## WHAT YOU NEED TO DO
Write out all of the lines below again with "photograph" changed to "image" wherever it appears, and leave everything else as it is. Leave the pictures out of your answer.
━━━━━━━━
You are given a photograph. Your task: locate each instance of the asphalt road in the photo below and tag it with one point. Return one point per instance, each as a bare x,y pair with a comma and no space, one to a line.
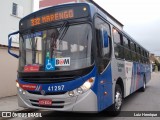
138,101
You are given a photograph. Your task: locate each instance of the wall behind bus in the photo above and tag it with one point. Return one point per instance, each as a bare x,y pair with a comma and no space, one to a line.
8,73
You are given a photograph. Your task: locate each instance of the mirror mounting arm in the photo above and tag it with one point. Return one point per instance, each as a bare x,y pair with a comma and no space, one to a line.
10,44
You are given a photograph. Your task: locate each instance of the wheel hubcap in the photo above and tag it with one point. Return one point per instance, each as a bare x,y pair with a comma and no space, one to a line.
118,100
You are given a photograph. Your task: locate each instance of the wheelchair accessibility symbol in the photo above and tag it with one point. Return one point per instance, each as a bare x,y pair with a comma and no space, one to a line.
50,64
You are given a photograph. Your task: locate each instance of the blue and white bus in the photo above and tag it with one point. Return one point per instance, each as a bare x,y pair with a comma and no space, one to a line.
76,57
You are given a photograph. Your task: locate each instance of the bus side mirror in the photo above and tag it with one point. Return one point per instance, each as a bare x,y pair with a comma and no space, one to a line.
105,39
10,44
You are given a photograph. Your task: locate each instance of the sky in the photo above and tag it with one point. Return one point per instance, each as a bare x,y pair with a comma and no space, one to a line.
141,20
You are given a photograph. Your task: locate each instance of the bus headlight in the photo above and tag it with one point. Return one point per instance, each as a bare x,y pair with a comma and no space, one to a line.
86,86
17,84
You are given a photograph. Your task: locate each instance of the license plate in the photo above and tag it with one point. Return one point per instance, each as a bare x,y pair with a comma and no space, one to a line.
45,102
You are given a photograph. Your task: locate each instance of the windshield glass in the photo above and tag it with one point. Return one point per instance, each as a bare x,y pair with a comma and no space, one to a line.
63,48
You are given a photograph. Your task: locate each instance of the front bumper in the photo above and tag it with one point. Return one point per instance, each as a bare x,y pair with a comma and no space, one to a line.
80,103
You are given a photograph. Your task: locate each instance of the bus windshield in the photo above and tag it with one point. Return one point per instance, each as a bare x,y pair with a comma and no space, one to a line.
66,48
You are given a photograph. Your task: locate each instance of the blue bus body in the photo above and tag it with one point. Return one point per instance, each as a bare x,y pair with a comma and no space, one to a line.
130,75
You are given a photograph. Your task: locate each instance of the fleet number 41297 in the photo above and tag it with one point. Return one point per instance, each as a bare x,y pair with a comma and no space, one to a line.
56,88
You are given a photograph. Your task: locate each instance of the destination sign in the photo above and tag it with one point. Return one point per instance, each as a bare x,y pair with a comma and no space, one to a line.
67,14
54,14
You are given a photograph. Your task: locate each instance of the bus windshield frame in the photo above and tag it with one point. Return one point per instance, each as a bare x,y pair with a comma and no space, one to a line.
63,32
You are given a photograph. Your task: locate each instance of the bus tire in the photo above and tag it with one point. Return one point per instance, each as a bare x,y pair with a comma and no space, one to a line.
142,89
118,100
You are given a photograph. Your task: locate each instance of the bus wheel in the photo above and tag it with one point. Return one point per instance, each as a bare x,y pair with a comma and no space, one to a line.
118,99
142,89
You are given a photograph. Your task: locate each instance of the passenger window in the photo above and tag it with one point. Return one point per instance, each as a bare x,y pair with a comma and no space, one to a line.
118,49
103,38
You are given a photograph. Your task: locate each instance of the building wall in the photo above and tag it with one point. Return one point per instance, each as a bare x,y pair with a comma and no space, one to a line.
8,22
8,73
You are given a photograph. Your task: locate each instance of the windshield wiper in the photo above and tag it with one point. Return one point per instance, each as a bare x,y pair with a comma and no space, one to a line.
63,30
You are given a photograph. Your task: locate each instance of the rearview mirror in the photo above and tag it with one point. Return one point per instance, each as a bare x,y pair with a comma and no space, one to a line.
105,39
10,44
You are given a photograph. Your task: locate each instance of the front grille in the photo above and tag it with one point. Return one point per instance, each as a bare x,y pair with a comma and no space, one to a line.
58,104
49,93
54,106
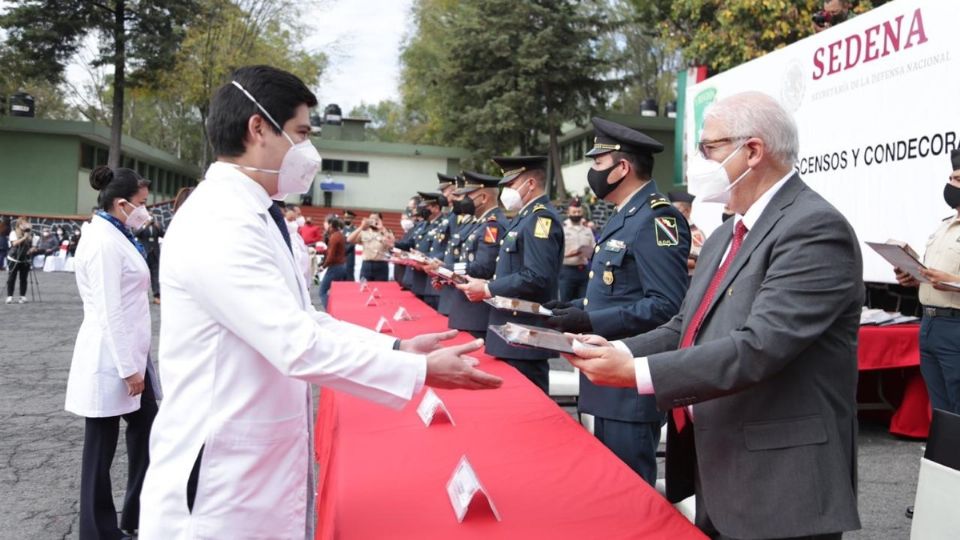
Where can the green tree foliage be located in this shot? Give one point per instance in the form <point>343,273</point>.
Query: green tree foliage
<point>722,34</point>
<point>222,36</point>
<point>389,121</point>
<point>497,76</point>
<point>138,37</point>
━━━━━━━━
## ANSWER
You are given a image. Your task: locate each instance of the asphalt road in the photo below and tag it with one point. Return one point per instance, each as a bare x,y pair with a comma and no space, one to a line.
138,101
You are given a image. Your task: locate each instance of the wall behind bus in the photo above and tag it with one point. Return one point per instance, each as a bare x,y pair with a comma and no space, one to a line.
8,73
You are given a image. Your task: locate each instance of the mirror mounting arm in the photo above and tag it with one point. Return one point per instance, each as a bare x,y pair with a comma and no space, one to a line.
10,44
You are given a image. Your task: locate each instance of the wheel hubcap in the photo above and tag it with one point. Return one point per instance, each as a bare x,y pair with a comma and no space, one to a line.
118,100
You are given a image. Your task: locate each instance of the wheelchair accessibility symbol in the photo above and tag it with one point. Return one point per instance, each as a bare x,y pair with a comma and no space, one to a line.
50,64
You are given a image. Your task: locate each instance of the blue and white bus in the photo above and tag it with one point. Return one point per instance, each as a bare x,y pair with a comma and no space, one to a line.
76,57
You are given a image. Your task: locate each instance of the bus side mirror in the photo above and tag it with one point. Return one point per instance, each as a bare x,y pair with a comma and no space, one to a line.
105,39
10,44
You are given a image. Your task: locate each instance of the sky in the photo above and tag it with one point. Return one point per instance, each as a bare x,y pair with a comma and no space, one to a line.
141,20
You are given a image. Your task: locate each instance of the bus headlight in the photo above and tag it with one point. Return one point per instance, each as a bare x,y pair with a comma and no space, one to a line.
86,86
17,84
You are given a image. Your task: locate each instance of the license plate in the photo above and tag it with one point. Return one point per instance, each as a bare x,y pair with a comma and no space, one to a line.
45,102
You are given a image. Your task: locate each instance of the windshield glass in the photo above and tag it with one point. Return one point per instance, each as a bare x,y pair with a comma and no space, one to a line.
63,48
You are given a image. Your task: locate each instance of the front bumper in the photo above and tag it with one point. Return one point per instance, each as a bare x,y pair with a comma and no space, one to a line.
80,103
You are given a image. Your task: locate each instance of the bus windshield in the photo above and tag it with one point. Return one point per instance, each as a bare x,y pair with a comma and no space, one to a line.
66,48
You are given a image. Your task: locate each instance of the blue bus body in the photo above and tag it with one point. Return one point per instance, each as a bare x,y pair with a comma and no space, one to a line.
130,75
You are given a image. Your task: locate each instance of the fleet number 41297 in the photo above and tag it with one point. Return one point per instance, each as a bare x,y pair with a comma and no space, one to a line.
56,88
You are given a image. Your task: locate each instance of the destination sign in the photo above and tag it with one point. Return one point per instance, each as a bare x,y pair with a comma and no space, one to a line.
67,14
54,14
You are given a image. Your task: locate each instance of the bus windshield frame in the photo above and tag it with one point. Return one point per instance, each as a bare x,y pair with a comma and no space, one to a line.
63,32
You are given a image. Your task: locate each instance of the bus tire in the photo above and tag it with one point. Return one point per instance, each as a bare x,y pair with a comma and no space, one to a line.
142,89
118,100
You are given a image. Your task: locate each instance of the bus wheel in the photo above and tag it with one point. Return one point per instance, each as a bare x,y pair with a comma and no space, one to a line.
118,99
142,89
You are given a image. Your task: locate each instance of the passenger window in the photo above and tag it with one point. Return one point per instance, each as a bare x,y pair with a comma and no space, one to a line.
118,49
103,38
You are given a image. Your task: locate each instance of the building wall in the photo above and tag it with one point. Return one point per instance, each as a bare x,y pair with a comma and no space, one to a line.
8,22
8,73
You are given a image. Your task: locate each instance of the windshield wiper in the photo above and tag it with one point. Return one point per instance, each as a bare x,y pair with a comma and no space, one to a line.
63,30
You are given a image. Your task: locate each instance of the rearview mirror in the photo above and tag it with one point. Return one point per instance, each as a bare x,y pair with a comma and no space, one to a line.
105,39
10,44
You are given a image. Your task: locate each instance of the front grille in the photo above and tag it with one point. Return one point per instance, each as a bare x,y pair with a comma and no space, one to a line.
58,104
49,93
54,106
Where can the green tree foliage be located in this shot? Give one point per instance in the form <point>343,273</point>.
Query: green tree foliage
<point>722,34</point>
<point>222,36</point>
<point>389,121</point>
<point>497,76</point>
<point>138,37</point>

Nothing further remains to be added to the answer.